BEGIN WORKING DATA
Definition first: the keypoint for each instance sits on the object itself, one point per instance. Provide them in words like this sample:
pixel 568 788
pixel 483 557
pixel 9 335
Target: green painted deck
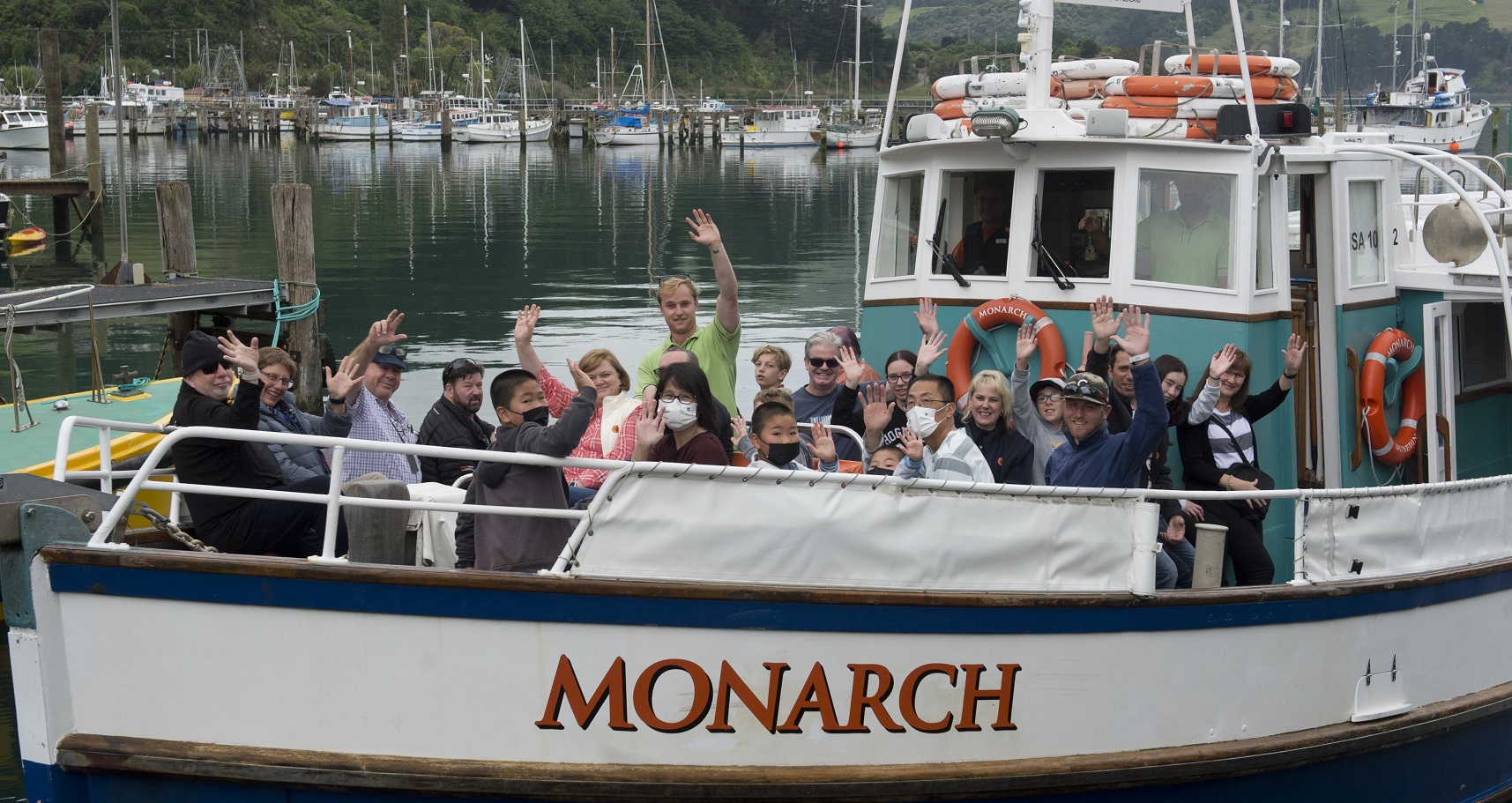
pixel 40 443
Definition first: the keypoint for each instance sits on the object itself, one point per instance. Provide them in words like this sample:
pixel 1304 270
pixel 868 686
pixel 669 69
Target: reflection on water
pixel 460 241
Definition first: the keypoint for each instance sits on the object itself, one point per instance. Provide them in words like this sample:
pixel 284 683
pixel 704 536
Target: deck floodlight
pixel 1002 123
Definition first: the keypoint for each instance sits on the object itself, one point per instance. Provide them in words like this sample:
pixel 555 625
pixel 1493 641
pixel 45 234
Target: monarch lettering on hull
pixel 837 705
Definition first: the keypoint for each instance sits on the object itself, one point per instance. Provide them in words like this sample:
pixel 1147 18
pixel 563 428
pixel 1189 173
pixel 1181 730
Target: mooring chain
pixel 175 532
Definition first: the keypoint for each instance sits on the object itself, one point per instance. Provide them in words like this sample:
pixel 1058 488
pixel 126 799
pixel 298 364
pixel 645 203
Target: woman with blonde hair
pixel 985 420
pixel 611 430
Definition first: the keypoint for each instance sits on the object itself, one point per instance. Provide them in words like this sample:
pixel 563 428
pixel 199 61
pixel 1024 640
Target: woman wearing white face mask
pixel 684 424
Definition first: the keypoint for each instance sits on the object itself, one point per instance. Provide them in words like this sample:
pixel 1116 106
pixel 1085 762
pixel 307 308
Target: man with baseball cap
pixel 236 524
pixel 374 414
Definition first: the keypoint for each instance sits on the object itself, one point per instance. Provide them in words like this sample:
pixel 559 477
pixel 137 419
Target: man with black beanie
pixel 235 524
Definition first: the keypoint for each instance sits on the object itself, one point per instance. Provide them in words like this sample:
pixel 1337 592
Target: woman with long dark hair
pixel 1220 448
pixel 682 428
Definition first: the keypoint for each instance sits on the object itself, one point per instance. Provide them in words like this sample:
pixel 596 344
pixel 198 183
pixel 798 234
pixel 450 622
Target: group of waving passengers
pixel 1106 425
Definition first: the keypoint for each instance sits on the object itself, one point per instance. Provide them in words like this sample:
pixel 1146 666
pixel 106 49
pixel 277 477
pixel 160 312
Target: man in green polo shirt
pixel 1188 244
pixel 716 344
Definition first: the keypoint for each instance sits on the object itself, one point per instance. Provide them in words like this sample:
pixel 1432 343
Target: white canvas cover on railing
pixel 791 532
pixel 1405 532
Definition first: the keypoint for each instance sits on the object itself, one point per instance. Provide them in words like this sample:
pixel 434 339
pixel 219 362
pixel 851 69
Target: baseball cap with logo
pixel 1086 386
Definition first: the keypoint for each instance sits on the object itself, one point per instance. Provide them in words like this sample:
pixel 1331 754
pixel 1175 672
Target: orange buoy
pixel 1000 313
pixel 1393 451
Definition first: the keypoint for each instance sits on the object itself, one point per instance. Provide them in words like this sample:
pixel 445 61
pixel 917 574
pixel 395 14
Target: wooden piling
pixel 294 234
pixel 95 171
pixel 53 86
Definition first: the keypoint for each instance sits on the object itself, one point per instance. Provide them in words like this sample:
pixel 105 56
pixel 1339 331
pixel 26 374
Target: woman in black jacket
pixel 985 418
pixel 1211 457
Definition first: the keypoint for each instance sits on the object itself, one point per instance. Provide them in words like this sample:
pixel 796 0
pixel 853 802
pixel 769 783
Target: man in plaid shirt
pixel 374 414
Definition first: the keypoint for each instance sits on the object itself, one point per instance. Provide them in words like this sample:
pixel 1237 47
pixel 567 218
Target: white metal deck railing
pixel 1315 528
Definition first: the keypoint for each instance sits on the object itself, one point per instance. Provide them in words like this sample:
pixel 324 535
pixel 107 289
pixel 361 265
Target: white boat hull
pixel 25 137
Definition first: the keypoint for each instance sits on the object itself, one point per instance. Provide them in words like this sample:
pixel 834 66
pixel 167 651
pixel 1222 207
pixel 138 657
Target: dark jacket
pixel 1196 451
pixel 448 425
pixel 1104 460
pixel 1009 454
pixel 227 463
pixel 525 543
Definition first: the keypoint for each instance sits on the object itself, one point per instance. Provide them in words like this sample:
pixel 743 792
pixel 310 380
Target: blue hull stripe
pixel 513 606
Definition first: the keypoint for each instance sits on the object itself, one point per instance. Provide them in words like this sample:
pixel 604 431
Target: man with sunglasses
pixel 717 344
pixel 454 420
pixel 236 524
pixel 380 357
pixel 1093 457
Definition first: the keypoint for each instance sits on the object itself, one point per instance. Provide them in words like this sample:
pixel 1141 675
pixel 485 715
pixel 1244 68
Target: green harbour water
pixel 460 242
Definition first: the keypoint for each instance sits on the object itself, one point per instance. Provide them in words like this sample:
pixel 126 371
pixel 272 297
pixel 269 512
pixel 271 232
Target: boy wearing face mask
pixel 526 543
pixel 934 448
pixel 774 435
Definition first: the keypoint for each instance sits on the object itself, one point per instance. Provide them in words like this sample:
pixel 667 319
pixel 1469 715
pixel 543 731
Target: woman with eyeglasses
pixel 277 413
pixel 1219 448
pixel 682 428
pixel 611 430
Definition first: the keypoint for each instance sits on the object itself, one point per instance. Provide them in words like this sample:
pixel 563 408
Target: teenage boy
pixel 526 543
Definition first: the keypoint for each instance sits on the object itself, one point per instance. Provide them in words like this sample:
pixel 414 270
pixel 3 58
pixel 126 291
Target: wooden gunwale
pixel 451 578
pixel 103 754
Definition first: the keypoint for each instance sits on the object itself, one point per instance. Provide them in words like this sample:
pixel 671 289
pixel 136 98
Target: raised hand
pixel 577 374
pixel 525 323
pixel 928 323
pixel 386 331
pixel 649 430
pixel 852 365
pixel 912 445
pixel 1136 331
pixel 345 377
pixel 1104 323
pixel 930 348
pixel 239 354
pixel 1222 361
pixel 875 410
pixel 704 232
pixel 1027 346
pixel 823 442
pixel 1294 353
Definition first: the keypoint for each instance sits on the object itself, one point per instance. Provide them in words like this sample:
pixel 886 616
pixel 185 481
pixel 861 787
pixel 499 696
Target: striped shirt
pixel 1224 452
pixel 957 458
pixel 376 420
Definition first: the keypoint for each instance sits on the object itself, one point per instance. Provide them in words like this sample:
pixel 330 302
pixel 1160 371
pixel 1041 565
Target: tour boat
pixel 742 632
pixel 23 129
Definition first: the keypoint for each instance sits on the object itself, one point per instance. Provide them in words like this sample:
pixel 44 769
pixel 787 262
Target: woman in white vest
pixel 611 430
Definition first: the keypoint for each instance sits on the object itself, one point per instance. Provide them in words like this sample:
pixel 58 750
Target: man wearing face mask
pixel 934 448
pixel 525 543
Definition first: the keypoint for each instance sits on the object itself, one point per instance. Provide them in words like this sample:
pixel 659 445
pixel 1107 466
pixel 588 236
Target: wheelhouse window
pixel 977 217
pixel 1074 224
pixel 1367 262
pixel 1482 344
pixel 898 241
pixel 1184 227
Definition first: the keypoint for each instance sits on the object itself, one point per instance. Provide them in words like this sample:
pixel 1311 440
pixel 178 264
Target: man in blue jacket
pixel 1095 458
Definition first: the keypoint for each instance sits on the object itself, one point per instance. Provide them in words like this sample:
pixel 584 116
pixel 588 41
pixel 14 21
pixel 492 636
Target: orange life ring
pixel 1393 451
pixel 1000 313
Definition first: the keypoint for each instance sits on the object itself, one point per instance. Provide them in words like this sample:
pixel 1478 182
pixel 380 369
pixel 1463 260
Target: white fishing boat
END WORKING DATA
### AIM
Rewrite all of the records above with every "Target" changed to "Object" and nothing else altered. Leave the pictures out of your answer.

### OUTPUT OF THE TASK
Definition first: the keypoint for each instance sits on the object itself, one point per instance. Provide them in words like this sample:
pixel 568 788
pixel 483 557
pixel 9 335
Object: green painted deck
pixel 40 443
Definition first: the keypoint for each instance sits on the object itself, one point per instance. Provide them in words like this sample:
pixel 1304 270
pixel 868 686
pixel 669 69
Object: reflection on water
pixel 460 241
Definition first: the keypoint for each instance sits on the object itself, one point per instance. Provide them in words like this sample:
pixel 284 683
pixel 704 536
Object: deck floodlight
pixel 1002 123
Definition first: the keypoint for each instance sits on the object itself, one point per instance. Provide them in words like this sample:
pixel 555 625
pixel 1493 641
pixel 45 234
Object: monarch lettering on hull
pixel 837 705
Definition first: the keypoint for each instance sits on the object itself, one point per instance. Provide them in words like this sample:
pixel 1147 18
pixel 563 428
pixel 1189 173
pixel 1181 730
Object: mooring chain
pixel 175 532
Definition first: the keypoint for each instance sits on the object itself, one point per instance. Provide them in words like this sample:
pixel 1058 488
pixel 126 799
pixel 298 364
pixel 645 203
Object: woman with blonde hair
pixel 985 420
pixel 611 430
Definition first: the keypoint for each instance sits on the object itself, one point per instance. Provide them in words like this sample:
pixel 563 428
pixel 199 61
pixel 1024 640
Object: woman wearing white face mask
pixel 684 424
Definition first: the keypoint for each instance sits on the object itself, one point per instance. Provide them in words like this sample:
pixel 1116 106
pixel 1085 762
pixel 307 308
Object: man with baseball cap
pixel 236 524
pixel 374 414
Definition first: the keypoint for each instance sits on the object itself, one point per instance. Provide them in words like this sample:
pixel 559 477
pixel 137 419
Object: man with black beanie
pixel 235 524
Definition first: the keypoint for each instance sits on the object itself, one point per instance. Provide them in words like this sample:
pixel 1337 592
Object: woman with long dark hair
pixel 1220 448
pixel 682 428
Definition first: the keypoint for each instance sits on the object itself, one point per instance. Provide them in words like this sample:
pixel 596 344
pixel 198 183
pixel 798 234
pixel 450 622
Object: group of waving passengers
pixel 1106 425
Definition first: the keypoint for each instance sits on the object itself, one point per instance. Provide them in words like this sample:
pixel 1146 666
pixel 106 49
pixel 277 477
pixel 160 312
Object: man in green polo shirt
pixel 1188 244
pixel 716 344
Definition first: the keypoint for each instance sits on the object itself, one point per instance. Provide them in words like this sample:
pixel 1432 343
Object: white canvas cover on railing
pixel 791 532
pixel 1405 532
Definition first: the keypoint for each instance sits on the object itself, one point per instance. Provide them in words like this sample:
pixel 434 339
pixel 219 362
pixel 851 69
Object: baseball cap with logo
pixel 1086 386
Definition first: the keypoint for each instance sits on the object itself, one point per instance. Provide them in words like this sample:
pixel 1331 754
pixel 1175 672
Object: orange buoy
pixel 1000 313
pixel 1393 451
Definition first: the keypoint for each instance sits on the object itself, one point per instance. Provide them in words like this sample:
pixel 445 61
pixel 917 574
pixel 395 14
Object: wooden piling
pixel 294 234
pixel 95 171
pixel 53 86
Definition first: the keypoint for each instance sits on the object itself, one point per instance. Provide them in words like this sample:
pixel 105 56
pixel 1339 331
pixel 26 374
Object: woman in black jacket
pixel 985 418
pixel 1211 457
Definition first: the keypoint for each instance sits on the object itself, one point per instance. Provide them in words like this sample:
pixel 796 0
pixel 853 802
pixel 769 783
Object: man in plaid shirt
pixel 374 414
Definition first: the keypoint for each instance sits on the object itself, one point per instance. Provide them in words like this sample:
pixel 1237 47
pixel 567 218
Object: white metal deck railing
pixel 1315 528
Definition first: the keypoint for each instance sits on the object itself, one point per instance. Provide them in words like this sample:
pixel 324 535
pixel 107 289
pixel 361 265
Object: white boat hull
pixel 25 137
Definition first: the keypoint for each instance sits on the object itself, one point per instance. Provide them in words like this sample:
pixel 834 66
pixel 167 651
pixel 1222 207
pixel 138 657
Object: dark jacket
pixel 1196 451
pixel 448 425
pixel 1104 460
pixel 1009 454
pixel 227 463
pixel 525 543
Definition first: the keypoint for each instance sits on the object itself, one point per instance. Provide them in words like this sample:
pixel 743 792
pixel 310 380
Object: blue hull stripe
pixel 513 606
Definition first: the keypoint for each instance sits on the object itself, one point per instance. Provide them in words like this sample:
pixel 604 431
Object: man with sunglasses
pixel 717 344
pixel 454 420
pixel 236 524
pixel 380 357
pixel 1093 457
Definition first: the keypoint for each instance sits on the object itself, one point per instance. Provide them in words like this sample:
pixel 1141 675
pixel 485 715
pixel 1244 68
Object: green harbour water
pixel 460 242
Definition first: the keypoint for each instance sits on the object itself, one point per instance. Provide them in words like this sample:
pixel 126 371
pixel 272 297
pixel 269 512
pixel 271 232
Object: boy wearing face mask
pixel 526 543
pixel 934 448
pixel 774 435
Definition first: the keypoint for each instance sits on the object itself, one point per instance. Provide them in words like this sample:
pixel 667 319
pixel 1469 715
pixel 543 731
Object: woman with eyeglasses
pixel 277 413
pixel 1219 448
pixel 682 428
pixel 611 430
Definition first: the keypoint for each instance sits on the object itself, one point per instance. Provide them in words like this sample:
pixel 563 408
Object: teenage boy
pixel 526 543
Definition first: the keypoint for each instance sits on the object itself, one point per instance. Provide them in words like this sample:
pixel 414 270
pixel 3 58
pixel 126 291
Object: wooden gunwale
pixel 451 578
pixel 103 754
Definition first: the keypoint for each instance sits on the object itself, one point per instance. Provide them in words like this sample:
pixel 671 289
pixel 136 98
Object: raised hand
pixel 577 374
pixel 525 323
pixel 928 323
pixel 386 331
pixel 649 430
pixel 852 365
pixel 912 445
pixel 1136 331
pixel 345 377
pixel 1104 323
pixel 930 348
pixel 239 354
pixel 1222 361
pixel 875 410
pixel 704 232
pixel 1027 346
pixel 823 442
pixel 1294 353
Definition first: the keypoint for each instance sits on the object itself, one point per instance. Provide them in words like this sample:
pixel 886 616
pixel 185 481
pixel 861 787
pixel 499 696
Object: striped shirt
pixel 1224 452
pixel 957 458
pixel 376 420
Definition first: the keypoint for each instance sits on the object itself, one point per instance. Provide them in words like this sample:
pixel 330 302
pixel 1160 371
pixel 1041 565
Object: tour boat
pixel 742 632
pixel 23 129
Definition first: the keypoint for each instance sits on the object itself, one point per instance. Provide them in words like this sample:
pixel 44 769
pixel 787 262
Object: woman in white vest
pixel 611 430
Definition first: the keypoint for each instance sits on the object itself, one point per instance. Provide them in words like this sample:
pixel 58 750
Object: man wearing face mask
pixel 934 448
pixel 525 543
Definition first: the keypoint for each instance sits on the object itself, one point per instance. Provide them in words like this sample:
pixel 659 445
pixel 1107 466
pixel 588 236
Object: wheelhouse window
pixel 977 217
pixel 1074 224
pixel 1367 262
pixel 1482 344
pixel 898 241
pixel 1184 227
Definition first: the keypoint for each instance sits on the object itself, one point per instance. Provide them in words like this sample:
pixel 1311 440
pixel 178 264
Object: man in blue jacket
pixel 1095 458
Definition first: the keypoint for each instance sits on the object itself, one point per instance. Provide them in words like this sample:
pixel 584 116
pixel 588 41
pixel 14 21
pixel 492 636
Object: orange life ring
pixel 1393 451
pixel 1000 313
Definition first: the keypoint for each instance sits on the object itself, one point per instance. Provide them in words like this sample:
pixel 1478 182
pixel 380 369
pixel 1463 260
Object: white fishing boat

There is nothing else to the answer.